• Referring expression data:

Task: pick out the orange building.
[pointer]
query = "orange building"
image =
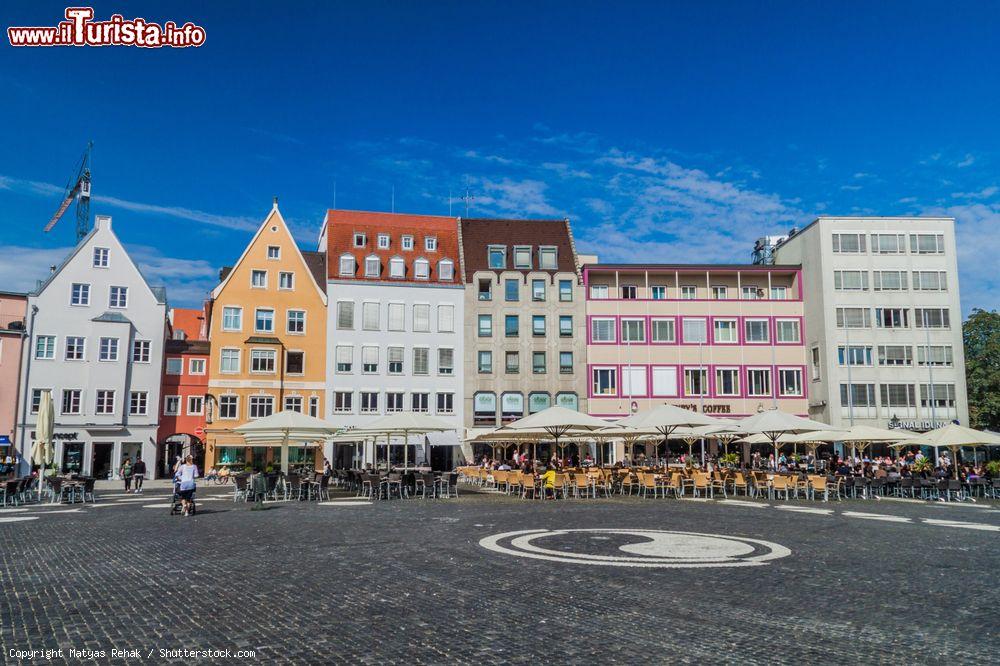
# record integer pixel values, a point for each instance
(267, 328)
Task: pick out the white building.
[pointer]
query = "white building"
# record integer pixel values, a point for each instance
(883, 321)
(395, 301)
(96, 336)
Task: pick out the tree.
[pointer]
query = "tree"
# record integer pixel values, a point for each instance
(981, 335)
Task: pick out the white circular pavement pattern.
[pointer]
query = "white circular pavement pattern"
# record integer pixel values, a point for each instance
(647, 549)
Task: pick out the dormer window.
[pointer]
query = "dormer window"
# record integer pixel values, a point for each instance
(347, 265)
(421, 269)
(522, 257)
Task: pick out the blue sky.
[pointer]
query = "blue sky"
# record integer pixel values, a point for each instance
(664, 131)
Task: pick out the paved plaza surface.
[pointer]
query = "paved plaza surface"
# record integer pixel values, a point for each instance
(582, 581)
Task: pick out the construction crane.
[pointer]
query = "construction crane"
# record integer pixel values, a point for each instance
(79, 189)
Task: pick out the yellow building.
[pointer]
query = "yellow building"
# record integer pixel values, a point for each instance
(267, 329)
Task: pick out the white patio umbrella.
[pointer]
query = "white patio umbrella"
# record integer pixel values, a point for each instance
(284, 426)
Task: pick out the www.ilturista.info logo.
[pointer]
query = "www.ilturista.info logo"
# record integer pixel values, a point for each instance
(79, 29)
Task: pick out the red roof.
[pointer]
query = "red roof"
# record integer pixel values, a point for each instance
(342, 225)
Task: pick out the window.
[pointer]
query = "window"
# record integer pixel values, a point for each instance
(369, 360)
(935, 355)
(759, 382)
(889, 243)
(343, 402)
(892, 317)
(890, 280)
(510, 290)
(345, 315)
(850, 280)
(262, 360)
(538, 290)
(897, 395)
(369, 402)
(695, 381)
(395, 360)
(565, 291)
(565, 326)
(261, 406)
(295, 322)
(45, 347)
(393, 402)
(485, 326)
(538, 325)
(75, 346)
(421, 361)
(397, 268)
(71, 402)
(118, 297)
(232, 318)
(397, 315)
(854, 355)
(538, 365)
(512, 362)
(727, 381)
(756, 331)
(725, 331)
(789, 382)
(485, 362)
(344, 359)
(695, 330)
(264, 320)
(172, 405)
(849, 243)
(421, 269)
(79, 294)
(927, 243)
(196, 405)
(497, 257)
(484, 409)
(422, 317)
(369, 316)
(895, 355)
(663, 331)
(854, 318)
(931, 318)
(101, 255)
(605, 381)
(565, 363)
(511, 326)
(229, 406)
(548, 258)
(140, 351)
(229, 361)
(419, 401)
(295, 362)
(105, 402)
(522, 257)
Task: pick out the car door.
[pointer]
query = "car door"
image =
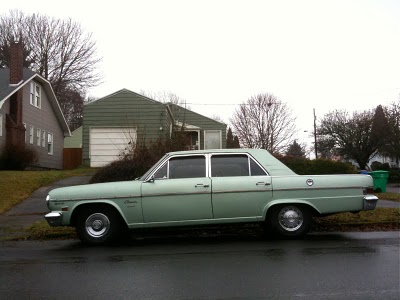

• Problem description: Please state the number of lines above that hold the string "building", with nothing else added.

• Your solution: 6